▶ _EXERCISE DIRECTIONS_
Copy out the records that follow, leaving every character as it is.
DATA section start
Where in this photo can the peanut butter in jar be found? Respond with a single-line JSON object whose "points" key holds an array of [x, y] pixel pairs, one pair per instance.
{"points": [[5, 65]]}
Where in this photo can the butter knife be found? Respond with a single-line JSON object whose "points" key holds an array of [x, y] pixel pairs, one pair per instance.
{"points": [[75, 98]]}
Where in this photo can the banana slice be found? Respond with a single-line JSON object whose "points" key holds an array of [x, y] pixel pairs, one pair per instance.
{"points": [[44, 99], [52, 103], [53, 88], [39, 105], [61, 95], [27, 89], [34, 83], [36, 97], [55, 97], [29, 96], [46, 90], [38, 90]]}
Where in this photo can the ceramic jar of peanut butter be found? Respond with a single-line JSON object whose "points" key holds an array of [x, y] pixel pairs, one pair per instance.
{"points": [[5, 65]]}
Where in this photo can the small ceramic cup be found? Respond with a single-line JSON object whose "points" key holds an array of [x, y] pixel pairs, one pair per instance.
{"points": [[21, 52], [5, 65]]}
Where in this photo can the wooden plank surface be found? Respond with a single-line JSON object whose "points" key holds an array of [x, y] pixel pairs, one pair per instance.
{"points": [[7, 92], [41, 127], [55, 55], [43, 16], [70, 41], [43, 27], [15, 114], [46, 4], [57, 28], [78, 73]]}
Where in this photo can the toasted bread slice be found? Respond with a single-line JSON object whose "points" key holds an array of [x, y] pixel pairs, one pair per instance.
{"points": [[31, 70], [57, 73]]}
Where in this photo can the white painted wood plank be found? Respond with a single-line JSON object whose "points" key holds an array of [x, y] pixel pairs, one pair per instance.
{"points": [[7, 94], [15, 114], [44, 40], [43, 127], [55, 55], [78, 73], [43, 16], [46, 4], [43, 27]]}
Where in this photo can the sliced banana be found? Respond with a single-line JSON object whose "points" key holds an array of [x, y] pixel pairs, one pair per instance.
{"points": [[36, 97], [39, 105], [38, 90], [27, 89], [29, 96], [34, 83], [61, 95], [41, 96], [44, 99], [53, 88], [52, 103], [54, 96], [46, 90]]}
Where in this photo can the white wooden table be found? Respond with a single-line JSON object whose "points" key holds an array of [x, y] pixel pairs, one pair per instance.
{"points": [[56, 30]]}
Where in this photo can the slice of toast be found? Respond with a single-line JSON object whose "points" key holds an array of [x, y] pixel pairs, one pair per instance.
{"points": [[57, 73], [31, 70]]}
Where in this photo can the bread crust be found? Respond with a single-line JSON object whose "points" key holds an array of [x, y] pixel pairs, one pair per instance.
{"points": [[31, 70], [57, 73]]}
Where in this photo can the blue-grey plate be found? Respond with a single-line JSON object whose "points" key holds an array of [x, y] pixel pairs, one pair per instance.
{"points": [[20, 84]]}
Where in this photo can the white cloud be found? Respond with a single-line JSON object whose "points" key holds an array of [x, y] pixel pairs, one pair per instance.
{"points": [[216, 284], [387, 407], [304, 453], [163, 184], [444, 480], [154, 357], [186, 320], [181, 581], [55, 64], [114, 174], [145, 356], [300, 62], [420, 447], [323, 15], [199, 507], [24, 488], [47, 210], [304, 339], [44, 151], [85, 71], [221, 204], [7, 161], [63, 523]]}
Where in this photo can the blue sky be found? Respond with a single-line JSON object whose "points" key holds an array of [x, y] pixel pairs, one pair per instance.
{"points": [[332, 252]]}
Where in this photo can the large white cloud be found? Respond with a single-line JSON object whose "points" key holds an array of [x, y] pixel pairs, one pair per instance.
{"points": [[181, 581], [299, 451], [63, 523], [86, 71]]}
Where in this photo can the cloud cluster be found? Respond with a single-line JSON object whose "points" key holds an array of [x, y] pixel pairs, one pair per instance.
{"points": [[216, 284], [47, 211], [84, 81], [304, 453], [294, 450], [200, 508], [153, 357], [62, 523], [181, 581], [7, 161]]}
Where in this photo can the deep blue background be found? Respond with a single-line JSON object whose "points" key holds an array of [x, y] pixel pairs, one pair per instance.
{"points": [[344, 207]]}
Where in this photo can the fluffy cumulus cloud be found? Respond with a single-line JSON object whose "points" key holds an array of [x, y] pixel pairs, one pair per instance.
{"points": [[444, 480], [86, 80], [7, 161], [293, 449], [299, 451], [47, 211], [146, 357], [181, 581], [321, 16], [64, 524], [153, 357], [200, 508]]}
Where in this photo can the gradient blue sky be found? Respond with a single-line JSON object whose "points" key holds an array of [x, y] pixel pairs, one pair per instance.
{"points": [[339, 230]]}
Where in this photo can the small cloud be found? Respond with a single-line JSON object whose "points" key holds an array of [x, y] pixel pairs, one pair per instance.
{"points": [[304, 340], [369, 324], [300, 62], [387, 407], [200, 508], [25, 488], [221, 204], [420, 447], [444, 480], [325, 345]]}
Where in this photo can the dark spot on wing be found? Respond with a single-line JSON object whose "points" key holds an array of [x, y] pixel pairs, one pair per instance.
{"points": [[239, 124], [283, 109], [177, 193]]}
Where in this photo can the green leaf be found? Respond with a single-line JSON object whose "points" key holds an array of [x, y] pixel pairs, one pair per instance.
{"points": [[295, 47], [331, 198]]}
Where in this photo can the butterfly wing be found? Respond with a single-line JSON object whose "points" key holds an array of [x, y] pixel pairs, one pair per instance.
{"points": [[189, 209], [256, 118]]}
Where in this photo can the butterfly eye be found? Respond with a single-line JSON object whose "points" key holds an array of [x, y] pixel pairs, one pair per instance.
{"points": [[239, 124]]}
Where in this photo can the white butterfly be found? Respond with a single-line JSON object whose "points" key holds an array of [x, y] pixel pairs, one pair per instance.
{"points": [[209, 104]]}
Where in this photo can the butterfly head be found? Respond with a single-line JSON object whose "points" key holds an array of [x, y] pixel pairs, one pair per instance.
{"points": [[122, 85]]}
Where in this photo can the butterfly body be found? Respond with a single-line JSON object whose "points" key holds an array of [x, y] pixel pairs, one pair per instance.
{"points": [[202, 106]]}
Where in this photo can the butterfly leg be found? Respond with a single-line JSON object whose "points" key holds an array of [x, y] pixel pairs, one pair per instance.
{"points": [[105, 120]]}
DATA section end
▶ _EXERCISE RESPONSE_
Where in this photo can the peanut butter in jar be found? Respond with a single-line JSON object whose "points" key holds an array of [x, y] pixel pairs, one pair per instance.
{"points": [[5, 65]]}
Where in this photo can the butter knife be found? Respond with a single-line JSON object whose "points" key holds an array of [x, y] pixel pairs, one pair per instance.
{"points": [[75, 98]]}
Where in this photo can the banana slice be found? Respond with a single-line JSON object whose "points" key holds an array of [x, y] pixel pairs, one pair per instance.
{"points": [[44, 99], [52, 103], [53, 88], [39, 105], [61, 95], [27, 89], [34, 83], [36, 97], [55, 97], [29, 96], [46, 90], [38, 90]]}
Where in this photo can the ceramic jar of peanut butter be found? Respond with a single-line JSON object whose "points" key holds an array of [x, y] pixel pairs, one pair per instance.
{"points": [[5, 65]]}
Where in this photo can the small ceramic cup be found? Respond with a single-line JSON object whose "points" key holds an array of [x, y] pixel pairs, one pair per instance.
{"points": [[21, 52], [5, 65]]}
Where in this photo can the wooden plank surface be found? Respond with a single-line JSON object whose "points" key holds an array of [x, y] pixel pairs, one pair per instance.
{"points": [[7, 92], [41, 127], [55, 55], [43, 16], [70, 41], [43, 27], [15, 114], [46, 4], [57, 28], [78, 73]]}
Where in this photo can the toasted bread slice be found? Respond with a single-line JSON object whose "points" key holds an array of [x, y] pixel pairs, one pair per instance.
{"points": [[31, 70], [57, 73]]}
Where in this photo can the white painted wood plank be found? Respond with a single-line JSON object whose "points" key holds an array of [x, y] pixel pairs, one pair per instance.
{"points": [[7, 94], [15, 114], [44, 40], [43, 127], [55, 55], [78, 73], [43, 16], [46, 4], [43, 27]]}
Where in this photo can the sliced banana be found? Respond with a single-line JSON object whose "points" key holds an array of [x, y] pixel pairs, one pair per instance.
{"points": [[36, 97], [39, 105], [38, 90], [27, 89], [29, 96], [34, 83], [61, 95], [41, 96], [44, 99], [53, 88], [52, 103], [54, 96], [46, 90]]}
Where in this photo can the white wooden table be found? Respond with a single-line JSON object whose "points" key holds an array of [x, y] pixel pairs, one pair per instance.
{"points": [[56, 30]]}
Where in this photo can the slice of toast be found? Respond with a single-line JSON object whose "points" key holds an array of [x, y] pixel pairs, one pair per instance.
{"points": [[57, 73], [31, 70]]}
Where in this photo can the bread crust be found? Respond with a single-line JSON object whose "points" key holds an array of [x, y] pixel pairs, one pair per instance.
{"points": [[31, 70], [57, 73]]}
Where in this photo can the blue-grey plate be found? Respond with a single-line JSON object whose "points" key holds an array of [x, y] pixel pairs, one pair per instance.
{"points": [[20, 84]]}
Where in this photo can the white cloud be found? Respond with a single-line JSON object whose "points" key holds an array of [x, y] pixel pairs, one pair per instance.
{"points": [[216, 284], [387, 407], [304, 453], [163, 184], [444, 480], [154, 357], [186, 320], [181, 581], [55, 64], [114, 174], [145, 356], [300, 62], [420, 447], [323, 15], [199, 507], [24, 488], [47, 210], [304, 339], [44, 151], [85, 71], [221, 204], [7, 161], [63, 523]]}
Where in this photo can the blue sky be found? Respond with a single-line JSON object whose "points" key holds an array of [x, y] pixel pairs, one pair per instance.
{"points": [[332, 252]]}
Where in this photo can the large white cloud be found? Respond with a single-line JSON object whose "points" key holds an array of [x, y] pixel pairs, one pair per instance.
{"points": [[181, 581], [299, 451], [63, 523], [86, 71]]}
Where in this photo can the cloud cluster be found? Respond with a single-line JSON object whose "points" key holds an array of [x, y] pixel pairs, one pair per instance.
{"points": [[216, 284], [47, 211], [84, 81], [304, 453], [294, 450], [200, 508], [153, 357], [62, 523], [181, 581], [7, 161]]}
Where in this photo can the deep blue background be found? Respond with a single-line JSON object whose "points" key holds an array of [x, y] pixel pairs, one pair per instance.
{"points": [[344, 207]]}
Where in this photo can the fluffy cumulus cloud be found? Respond with a single-line JSON object whose "points" key holds an array of [x, y] pixel pairs, one pair per instance.
{"points": [[444, 480], [86, 80], [7, 161], [293, 449], [299, 451], [47, 211], [146, 357], [181, 581], [321, 16], [64, 524], [153, 357], [200, 508]]}
Where in this photo can the gradient blue sky be found? Respond with a single-line JSON object whose "points" key holds an array of [x, y] pixel pairs, one pair per instance.
{"points": [[339, 230]]}
Where in this photo can the small cloud be found? Respond with a single-line JSON object whose "points" key holds an array of [x, y] pixel pairs, one pair per instance.
{"points": [[304, 340], [369, 324], [300, 62], [387, 407], [200, 508], [25, 488], [221, 204], [420, 447], [444, 480], [325, 345]]}
Where in this photo can the dark spot on wing be found? Respond with a single-line JSON object whose "points" key holds an array of [x, y] pixel pairs, one pair per instance.
{"points": [[239, 124], [283, 109], [177, 193]]}
Where in this photo can the green leaf be found? Respond with a single-line JSON object whose "points" key holds an array of [x, y] pixel pairs, one pair per instance.
{"points": [[295, 47], [331, 198]]}
Where in this photo can the butterfly wing be found? Respond with a single-line JSON object whose "points" key holds an array of [x, y] pixel pairs, one pair per instance.
{"points": [[189, 209], [256, 118]]}
Where in this photo can the butterfly eye be found? Respond with a single-line JSON object whose "points" key holds an array of [x, y] pixel pairs, one pair per instance.
{"points": [[239, 124]]}
Where in this photo can the white butterfly be found? Respond with a single-line JSON object whose "points" key holds an array of [x, y] pixel pairs, one pair per instance.
{"points": [[209, 104]]}
Where in this photo can the butterfly head be found? Respond with a single-line JSON object whose "points" key holds an array of [x, y] pixel pairs, one pair per instance.
{"points": [[122, 85]]}
Where in this photo can the butterfly body be found? Respond with a single-line JSON object whose "points" key holds an array of [x, y] pixel pairs, one pair per instance.
{"points": [[202, 106]]}
Where in this photo can the butterfly leg be found? Respond with a single-line JSON object whose "points" key holds an array of [x, y] pixel pairs, one pair per instance.
{"points": [[105, 120]]}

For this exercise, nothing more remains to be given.